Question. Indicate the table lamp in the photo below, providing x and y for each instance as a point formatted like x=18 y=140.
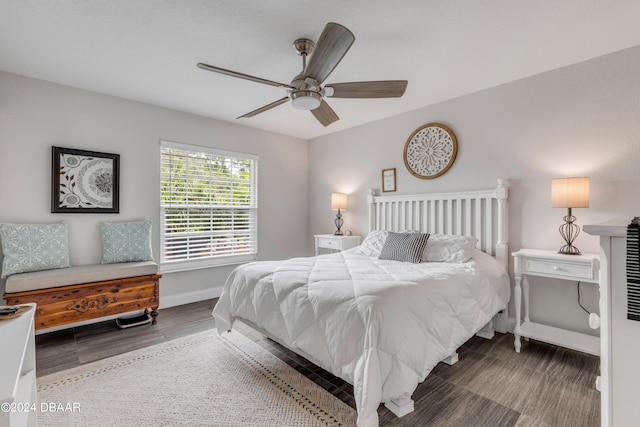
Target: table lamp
x=338 y=202
x=569 y=193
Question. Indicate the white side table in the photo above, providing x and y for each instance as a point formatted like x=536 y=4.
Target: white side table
x=339 y=243
x=532 y=262
x=18 y=370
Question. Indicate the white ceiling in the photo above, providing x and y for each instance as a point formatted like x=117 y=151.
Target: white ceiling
x=147 y=50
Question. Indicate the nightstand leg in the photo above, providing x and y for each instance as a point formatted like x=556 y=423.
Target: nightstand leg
x=517 y=293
-- -- --
- Stated goal -
Render every row above as a JSON list of strings, one string per line, with blank lines and the picture left out.

- Output below -
[
  "Question. Indicate the table lamp in the photo below, providing x and y for each instance as a point formatted like x=18 y=140.",
  "Target: table lamp",
  "x=338 y=202",
  "x=569 y=193",
  "Question. Indicate the white side table in the photo above, providing x and y for each instance as a point formatted like x=536 y=4.",
  "Target: white side table",
  "x=339 y=243",
  "x=532 y=262",
  "x=18 y=370",
  "Question. Indicate the white ceiling in the photo above, providing x and y for each instance as a point formatted like x=117 y=151.",
  "Target: white ceiling",
  "x=147 y=50",
  "Question. Indicate the nightstand leg in the photo above, providing x and y for each instance as a point formatted like x=556 y=423.",
  "Target: nightstand leg",
  "x=517 y=293"
]